▸ 依頼内容 a
下に示すエントリの各行から、文字列「yellow」を含む行をすべて抜き出してください。大文字と小文字は区別します。

元谷 エグザビエさんは日本に来られて、どれくらい経ちますか? その間感じられた日本の良い所とは、何でしたか?

エグザビエ 私は来日して五年です。この間で一番感じたのは、日本精神の素晴らしさでしょう。特に東日本大震災の後に、日本人の一つになろうとする気持ちと優しさを痛感しました。また一九四五年の廃墟の中から立ち上がり、国を再建して世界第二位の経済大国になるなど、誰も予想していなかったことを成し遂げました。ここに至った意志の力と実行力を私は尊敬しています。

元谷 ありがとうございます。先の大戦後日本は急速に復興し、一九五〇年台には造船業で世界一に、その後東京オリンピックなどを経て、国民全員が結束して国を盛り上げてきました。その過程で数々の偉業を成し遂げているのですが、日本人は自国に関して自虐的です。日本には問題が山積だと考えている人が多いですが、世界八十一カ国を見てきた私から言わせれば、日本ほど素晴らしい国はありません。私はこのことを主張した「誇れる祖国『日本』」という本も書いています。もっと日本人は自国に自信を持つべきなのです。

エグザビエ 私も全く同感です。もう一つ指摘したいのは、特に第二次世界大戦によってあらゆる意味で一旦悲惨な状態に陥ったのですが、日本人は日本文化を維持し続けたということです。これも非常に重要なポイントだと思います。

元谷 経済大国のみを目指すという日本の姿勢は、冷戦終結までは良かったのです。血と汗と金を投入してようやく冷戦に勝利したアメリカは、このままでは経済戦争に負けてしまうと考え、仮想敵国をソ連から日本に変更したのです。一方このタイミングで、中国の国家主席も鄧小平から江沢民に変わりました。華々しい軍歴もなく、上海の一書記だった江沢民は鄧小平に引き立てられて国家主席になったものの、弱い権力基盤で政権を掌握するために、日本叩きを行いました。冷戦後の米中二大国からの圧力のため、日本では短期政権が続きました。しかし四月二十九日のアメリカ連邦議会上下両院合同会議で安倍首相は演説を行ったのは快挙です。安倍政権が長期政権となって、日本が再び復活するきっかけとなるでしょう。開催を決定づけた安倍首相が自ら、首相として二〇二〇年東京オリンピックの開会宣言を行って欲しいですね。エグザビエさんはこの演説をお聞きになりましたか?

エグザビエ 残念ながら聞いていません。そのタイミングで私はアメリカにいたのですが、メディアはボルチモアの暴動一色になっていました。人種差別との戦いです。

元谷 確かに、同じタイミングで発生しましたね。今回の安倍首相の演説は、スタンディングオベーションが十三回も沸き起こった素晴らしいものでした。今の民主党のオバマ大統領は、ノーベル平和賞はもらいましたが核廃絶と言ってみたり、世界の警察にはならないと言ってみたり、現実を無視した脳天気な言動で世界を混乱させています。安倍首相の靖国神社参拝に対して「失望」と言ってみたり。しかし今のアメリカ議会は上院も下院も共和党が多数を占めていますから、安倍首相の演説への支持は大きかった。それが結果として、民主党議員も巻き込んだスタンディングオベーションに繋がったのだと思います。演説で謳われた「希望の同盟」が示す通り、正に新しい日米関係の夜明けではないでしょうか。これで安倍首相は長期に亘って政権を維持する自信を得たと思います。

▸ 入力データ
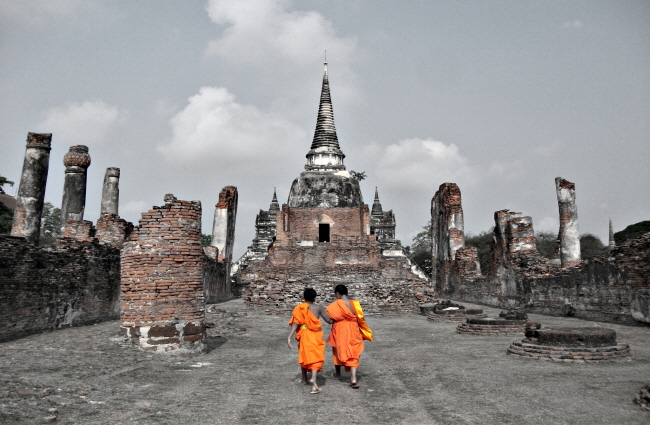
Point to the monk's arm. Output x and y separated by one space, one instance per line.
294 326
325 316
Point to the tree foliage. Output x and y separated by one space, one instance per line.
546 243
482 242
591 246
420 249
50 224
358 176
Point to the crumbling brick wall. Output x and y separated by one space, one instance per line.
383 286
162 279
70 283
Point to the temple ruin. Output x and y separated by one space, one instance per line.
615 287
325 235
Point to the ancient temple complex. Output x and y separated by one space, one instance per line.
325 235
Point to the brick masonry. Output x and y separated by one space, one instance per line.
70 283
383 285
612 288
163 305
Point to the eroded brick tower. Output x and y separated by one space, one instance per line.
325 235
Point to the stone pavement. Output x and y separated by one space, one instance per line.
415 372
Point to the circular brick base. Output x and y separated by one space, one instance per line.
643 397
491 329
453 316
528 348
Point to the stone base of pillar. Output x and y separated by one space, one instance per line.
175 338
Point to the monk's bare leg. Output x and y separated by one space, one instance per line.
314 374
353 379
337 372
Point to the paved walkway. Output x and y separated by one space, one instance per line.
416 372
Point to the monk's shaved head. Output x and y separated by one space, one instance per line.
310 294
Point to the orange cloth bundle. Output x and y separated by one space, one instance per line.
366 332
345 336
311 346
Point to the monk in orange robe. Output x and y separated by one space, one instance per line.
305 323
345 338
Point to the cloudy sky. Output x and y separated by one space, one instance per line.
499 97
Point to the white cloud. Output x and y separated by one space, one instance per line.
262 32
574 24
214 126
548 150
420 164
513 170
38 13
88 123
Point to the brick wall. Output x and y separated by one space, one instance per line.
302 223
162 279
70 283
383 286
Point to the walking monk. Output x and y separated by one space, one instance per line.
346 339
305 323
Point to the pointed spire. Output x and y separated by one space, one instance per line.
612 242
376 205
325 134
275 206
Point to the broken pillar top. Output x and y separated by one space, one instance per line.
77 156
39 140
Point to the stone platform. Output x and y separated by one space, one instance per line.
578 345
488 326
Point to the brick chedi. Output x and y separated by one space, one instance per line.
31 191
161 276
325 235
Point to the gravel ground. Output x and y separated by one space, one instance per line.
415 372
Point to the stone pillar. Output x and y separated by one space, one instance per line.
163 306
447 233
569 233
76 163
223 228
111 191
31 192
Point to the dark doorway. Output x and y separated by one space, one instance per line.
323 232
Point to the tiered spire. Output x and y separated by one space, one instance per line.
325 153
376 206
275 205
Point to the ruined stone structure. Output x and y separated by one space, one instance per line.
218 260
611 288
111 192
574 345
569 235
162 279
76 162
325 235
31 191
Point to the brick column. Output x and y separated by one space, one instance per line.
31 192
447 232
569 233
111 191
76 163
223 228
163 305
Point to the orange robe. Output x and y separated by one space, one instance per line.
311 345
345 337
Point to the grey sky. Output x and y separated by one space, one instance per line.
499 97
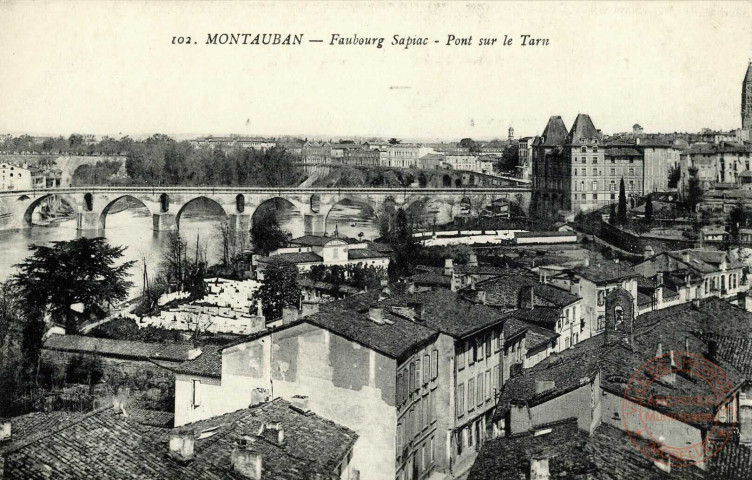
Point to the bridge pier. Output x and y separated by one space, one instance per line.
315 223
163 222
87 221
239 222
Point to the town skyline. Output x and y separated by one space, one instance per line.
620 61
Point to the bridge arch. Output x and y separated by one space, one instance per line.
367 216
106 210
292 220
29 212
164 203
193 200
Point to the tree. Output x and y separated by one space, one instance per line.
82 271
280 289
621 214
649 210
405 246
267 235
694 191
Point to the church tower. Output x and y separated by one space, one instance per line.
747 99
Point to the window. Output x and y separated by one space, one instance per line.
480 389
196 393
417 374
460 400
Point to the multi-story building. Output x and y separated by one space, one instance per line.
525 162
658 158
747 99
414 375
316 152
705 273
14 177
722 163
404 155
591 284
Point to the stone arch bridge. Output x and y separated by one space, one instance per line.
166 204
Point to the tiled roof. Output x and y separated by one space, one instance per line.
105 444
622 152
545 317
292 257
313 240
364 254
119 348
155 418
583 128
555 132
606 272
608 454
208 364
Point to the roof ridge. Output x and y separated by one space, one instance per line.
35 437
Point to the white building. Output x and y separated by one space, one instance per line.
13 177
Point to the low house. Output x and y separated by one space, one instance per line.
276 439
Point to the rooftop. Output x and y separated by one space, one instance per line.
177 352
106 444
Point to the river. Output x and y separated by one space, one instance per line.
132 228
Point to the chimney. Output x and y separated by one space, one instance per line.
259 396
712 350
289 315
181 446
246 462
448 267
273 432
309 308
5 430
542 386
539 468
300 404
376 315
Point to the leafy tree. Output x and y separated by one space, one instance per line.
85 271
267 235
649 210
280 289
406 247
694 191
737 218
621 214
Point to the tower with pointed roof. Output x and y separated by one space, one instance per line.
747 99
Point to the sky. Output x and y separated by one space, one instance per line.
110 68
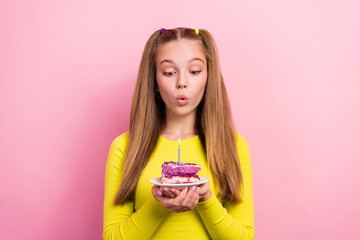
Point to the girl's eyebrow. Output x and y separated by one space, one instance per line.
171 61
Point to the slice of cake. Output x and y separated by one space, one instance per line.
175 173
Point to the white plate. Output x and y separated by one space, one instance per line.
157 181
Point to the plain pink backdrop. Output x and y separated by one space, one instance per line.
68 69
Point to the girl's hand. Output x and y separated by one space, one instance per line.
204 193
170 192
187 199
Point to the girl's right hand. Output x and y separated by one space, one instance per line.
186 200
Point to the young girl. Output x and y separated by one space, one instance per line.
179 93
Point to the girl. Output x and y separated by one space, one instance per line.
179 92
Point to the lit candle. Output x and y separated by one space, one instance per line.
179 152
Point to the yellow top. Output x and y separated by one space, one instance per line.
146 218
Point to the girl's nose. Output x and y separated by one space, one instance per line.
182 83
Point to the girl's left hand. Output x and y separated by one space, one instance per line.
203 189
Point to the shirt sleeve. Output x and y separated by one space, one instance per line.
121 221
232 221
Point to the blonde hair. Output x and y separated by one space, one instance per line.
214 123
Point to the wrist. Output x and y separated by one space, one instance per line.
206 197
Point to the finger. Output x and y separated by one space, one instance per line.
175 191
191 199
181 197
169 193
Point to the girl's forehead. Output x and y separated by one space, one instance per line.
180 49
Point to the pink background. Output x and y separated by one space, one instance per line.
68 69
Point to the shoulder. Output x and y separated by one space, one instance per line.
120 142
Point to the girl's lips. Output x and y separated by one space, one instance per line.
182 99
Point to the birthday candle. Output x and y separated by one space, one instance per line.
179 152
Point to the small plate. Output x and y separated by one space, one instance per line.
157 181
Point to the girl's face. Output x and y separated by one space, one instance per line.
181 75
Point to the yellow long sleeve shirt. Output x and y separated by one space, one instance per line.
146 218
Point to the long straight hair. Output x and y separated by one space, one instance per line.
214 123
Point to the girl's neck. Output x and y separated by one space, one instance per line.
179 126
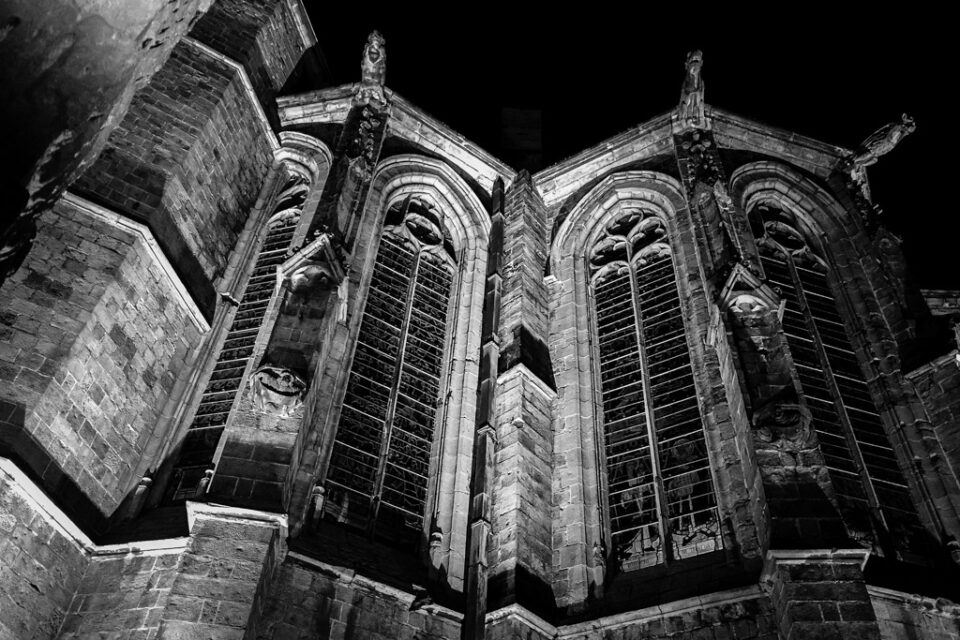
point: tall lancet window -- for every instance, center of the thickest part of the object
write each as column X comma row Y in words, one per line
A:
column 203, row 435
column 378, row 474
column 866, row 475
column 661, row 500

==

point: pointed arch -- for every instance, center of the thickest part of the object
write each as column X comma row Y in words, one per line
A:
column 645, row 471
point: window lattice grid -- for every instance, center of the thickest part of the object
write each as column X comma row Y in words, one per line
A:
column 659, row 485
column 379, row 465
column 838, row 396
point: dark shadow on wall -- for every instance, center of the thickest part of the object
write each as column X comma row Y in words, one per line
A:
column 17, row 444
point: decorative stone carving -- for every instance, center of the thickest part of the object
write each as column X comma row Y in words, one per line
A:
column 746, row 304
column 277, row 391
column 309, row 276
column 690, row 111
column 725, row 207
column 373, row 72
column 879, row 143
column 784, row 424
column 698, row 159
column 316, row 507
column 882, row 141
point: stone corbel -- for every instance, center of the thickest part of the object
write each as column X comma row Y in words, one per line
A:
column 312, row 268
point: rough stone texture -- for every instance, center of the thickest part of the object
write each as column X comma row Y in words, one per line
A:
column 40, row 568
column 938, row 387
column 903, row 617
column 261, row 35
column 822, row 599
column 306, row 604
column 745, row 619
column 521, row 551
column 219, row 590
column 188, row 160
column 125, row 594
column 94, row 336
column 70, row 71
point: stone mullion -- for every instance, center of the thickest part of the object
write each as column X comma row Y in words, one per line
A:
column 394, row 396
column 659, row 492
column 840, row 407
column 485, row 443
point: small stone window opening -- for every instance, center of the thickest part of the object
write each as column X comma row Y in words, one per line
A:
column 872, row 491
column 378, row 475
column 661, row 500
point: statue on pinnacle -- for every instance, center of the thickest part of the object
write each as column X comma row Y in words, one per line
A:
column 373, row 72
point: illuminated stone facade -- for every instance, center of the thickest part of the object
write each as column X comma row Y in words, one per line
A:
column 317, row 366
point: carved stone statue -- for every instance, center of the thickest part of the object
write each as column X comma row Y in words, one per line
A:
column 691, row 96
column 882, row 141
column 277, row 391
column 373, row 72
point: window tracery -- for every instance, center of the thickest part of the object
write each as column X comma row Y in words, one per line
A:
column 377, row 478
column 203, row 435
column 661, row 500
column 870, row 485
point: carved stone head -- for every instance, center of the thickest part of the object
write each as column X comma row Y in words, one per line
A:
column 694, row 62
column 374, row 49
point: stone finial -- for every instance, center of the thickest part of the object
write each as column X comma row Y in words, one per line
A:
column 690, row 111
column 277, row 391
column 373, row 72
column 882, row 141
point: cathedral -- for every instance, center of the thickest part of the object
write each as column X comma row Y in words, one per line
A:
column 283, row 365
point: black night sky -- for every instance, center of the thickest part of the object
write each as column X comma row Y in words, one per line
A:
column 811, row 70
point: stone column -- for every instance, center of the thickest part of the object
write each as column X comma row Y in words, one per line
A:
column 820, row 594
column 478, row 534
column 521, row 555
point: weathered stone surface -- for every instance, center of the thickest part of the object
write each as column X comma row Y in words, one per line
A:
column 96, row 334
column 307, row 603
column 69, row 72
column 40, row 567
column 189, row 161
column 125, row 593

▸ 依頼内容 b
上の読解文をもとに、次の問いに答えてください。
(i) エグザビエさんは来日して何年になりますか。
(ii) 元谷さんはこれまでに世界何カ国を見てきたと述べていますか。
(iii) 安倍首相の演説では、スタンディングオベーションが何回起こりましたか。

▸ 解答 a
Point to the yellow top. Output x and y separated by one space, one instance per line.
Point to the yellow long sleeve shirt. Output x and y separated by one space, one instance per line.

▸ 解答 b
(i) エグザビエさんは来日して五年になります。
(ii) 元谷さんは世界八十一カ国を見てきたと述べています。
(iii) スタンディングオベーションは十三回起こりました。